State how many lines of the rows below contain the string "necktie", with uppercase and lowercase letters treated as distinct. Reply with the number alone.

.....

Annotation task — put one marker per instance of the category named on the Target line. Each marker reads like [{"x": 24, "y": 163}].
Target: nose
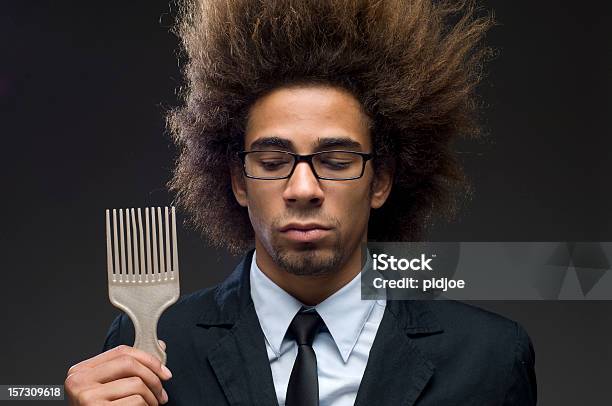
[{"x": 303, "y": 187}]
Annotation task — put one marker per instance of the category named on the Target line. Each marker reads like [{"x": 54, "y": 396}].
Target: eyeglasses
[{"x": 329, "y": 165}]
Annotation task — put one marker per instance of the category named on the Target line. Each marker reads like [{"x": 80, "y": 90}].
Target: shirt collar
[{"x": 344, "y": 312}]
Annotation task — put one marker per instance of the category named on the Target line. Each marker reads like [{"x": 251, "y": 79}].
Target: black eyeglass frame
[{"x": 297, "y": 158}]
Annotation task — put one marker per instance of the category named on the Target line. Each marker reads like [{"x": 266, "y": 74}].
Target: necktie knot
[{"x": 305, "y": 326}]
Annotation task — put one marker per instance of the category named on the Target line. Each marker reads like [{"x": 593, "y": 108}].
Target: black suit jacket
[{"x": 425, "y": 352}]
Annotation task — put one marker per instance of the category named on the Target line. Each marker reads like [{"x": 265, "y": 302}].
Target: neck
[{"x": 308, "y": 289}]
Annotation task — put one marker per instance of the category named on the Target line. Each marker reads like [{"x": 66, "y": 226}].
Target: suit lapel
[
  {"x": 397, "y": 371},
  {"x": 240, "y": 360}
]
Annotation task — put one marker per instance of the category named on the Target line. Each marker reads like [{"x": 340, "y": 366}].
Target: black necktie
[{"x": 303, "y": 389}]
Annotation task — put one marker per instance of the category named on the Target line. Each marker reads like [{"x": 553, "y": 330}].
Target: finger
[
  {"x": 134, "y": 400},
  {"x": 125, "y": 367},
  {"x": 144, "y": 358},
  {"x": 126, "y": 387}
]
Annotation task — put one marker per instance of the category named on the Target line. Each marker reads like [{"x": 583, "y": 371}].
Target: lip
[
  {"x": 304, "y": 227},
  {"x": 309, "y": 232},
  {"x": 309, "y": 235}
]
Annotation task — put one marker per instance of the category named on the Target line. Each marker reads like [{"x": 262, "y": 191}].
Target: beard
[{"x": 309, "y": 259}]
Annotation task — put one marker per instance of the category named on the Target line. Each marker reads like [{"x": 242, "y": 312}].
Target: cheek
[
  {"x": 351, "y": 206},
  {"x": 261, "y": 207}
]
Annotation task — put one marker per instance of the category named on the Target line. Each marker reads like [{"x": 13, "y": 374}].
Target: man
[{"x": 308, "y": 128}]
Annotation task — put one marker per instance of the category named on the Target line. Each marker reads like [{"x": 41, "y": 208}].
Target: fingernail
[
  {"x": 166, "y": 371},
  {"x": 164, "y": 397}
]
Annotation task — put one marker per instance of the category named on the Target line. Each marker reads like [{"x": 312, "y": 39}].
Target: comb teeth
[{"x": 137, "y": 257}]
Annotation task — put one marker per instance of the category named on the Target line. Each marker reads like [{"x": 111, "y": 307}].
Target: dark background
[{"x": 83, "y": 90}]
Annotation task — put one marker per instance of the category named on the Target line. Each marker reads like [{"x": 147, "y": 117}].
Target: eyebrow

.....

▶ Answer to the task
2